— Task directions —
Return every line of the records that contains the word "noun".

— Data shown —
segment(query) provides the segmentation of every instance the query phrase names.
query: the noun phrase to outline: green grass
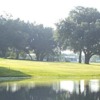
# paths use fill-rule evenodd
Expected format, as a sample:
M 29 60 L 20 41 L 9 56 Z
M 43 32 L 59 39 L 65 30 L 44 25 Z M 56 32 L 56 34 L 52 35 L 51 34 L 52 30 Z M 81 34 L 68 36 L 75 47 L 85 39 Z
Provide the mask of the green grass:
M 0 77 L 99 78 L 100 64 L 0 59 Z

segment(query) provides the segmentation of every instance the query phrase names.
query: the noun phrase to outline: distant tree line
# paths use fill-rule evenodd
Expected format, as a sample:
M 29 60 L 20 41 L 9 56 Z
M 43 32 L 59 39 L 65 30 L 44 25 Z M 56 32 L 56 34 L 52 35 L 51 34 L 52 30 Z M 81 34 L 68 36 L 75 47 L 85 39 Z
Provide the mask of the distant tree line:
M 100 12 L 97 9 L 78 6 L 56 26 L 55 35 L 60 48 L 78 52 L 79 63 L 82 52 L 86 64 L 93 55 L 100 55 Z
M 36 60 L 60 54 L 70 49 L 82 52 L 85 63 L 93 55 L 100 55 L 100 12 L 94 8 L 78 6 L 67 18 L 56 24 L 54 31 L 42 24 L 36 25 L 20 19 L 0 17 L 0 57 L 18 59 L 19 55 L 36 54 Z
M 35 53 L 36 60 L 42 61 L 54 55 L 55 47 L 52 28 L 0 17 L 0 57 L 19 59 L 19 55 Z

--

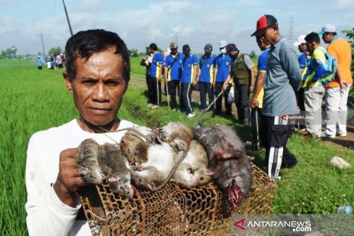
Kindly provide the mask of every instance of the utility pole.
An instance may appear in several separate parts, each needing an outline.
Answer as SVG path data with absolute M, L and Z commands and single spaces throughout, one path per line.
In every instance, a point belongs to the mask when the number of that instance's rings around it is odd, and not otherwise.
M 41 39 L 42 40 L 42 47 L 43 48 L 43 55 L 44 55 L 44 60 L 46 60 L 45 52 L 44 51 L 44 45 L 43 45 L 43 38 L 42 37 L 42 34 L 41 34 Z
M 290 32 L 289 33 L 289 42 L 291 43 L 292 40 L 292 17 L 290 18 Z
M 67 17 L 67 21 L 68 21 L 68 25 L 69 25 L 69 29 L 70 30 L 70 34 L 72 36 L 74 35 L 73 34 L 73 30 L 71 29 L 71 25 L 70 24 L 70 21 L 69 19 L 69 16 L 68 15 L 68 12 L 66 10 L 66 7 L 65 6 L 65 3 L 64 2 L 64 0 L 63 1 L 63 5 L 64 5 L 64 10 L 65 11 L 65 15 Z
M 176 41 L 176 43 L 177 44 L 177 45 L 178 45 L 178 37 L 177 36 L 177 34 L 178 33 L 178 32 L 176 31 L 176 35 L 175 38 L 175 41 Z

...

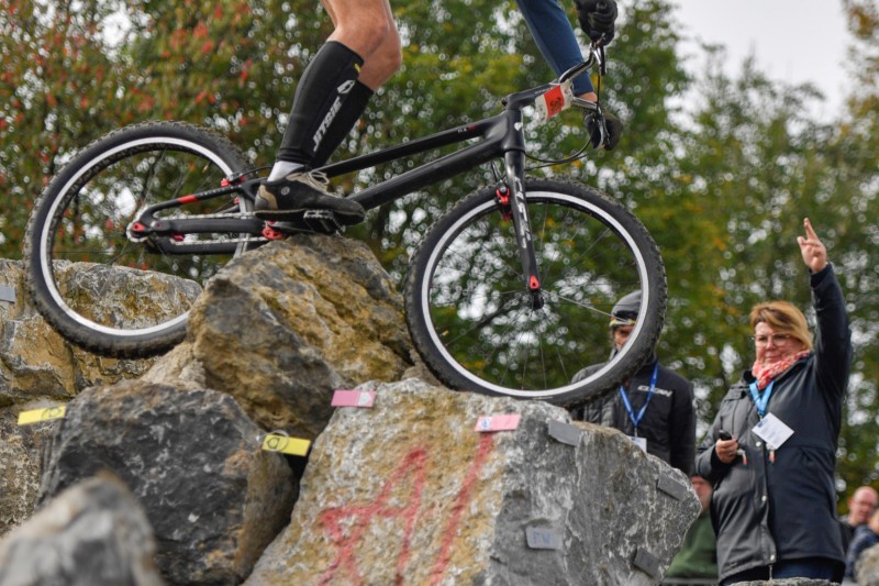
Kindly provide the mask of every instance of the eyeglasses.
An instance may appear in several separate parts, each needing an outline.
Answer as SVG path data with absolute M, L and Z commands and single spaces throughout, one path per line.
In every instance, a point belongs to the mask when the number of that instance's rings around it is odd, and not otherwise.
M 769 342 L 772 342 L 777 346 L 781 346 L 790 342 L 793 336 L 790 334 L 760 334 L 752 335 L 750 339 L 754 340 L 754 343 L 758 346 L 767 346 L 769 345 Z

— Response to the exercise —
query: the noun phrase to outline: green grass
query: the noun phrase to outline: distant tree line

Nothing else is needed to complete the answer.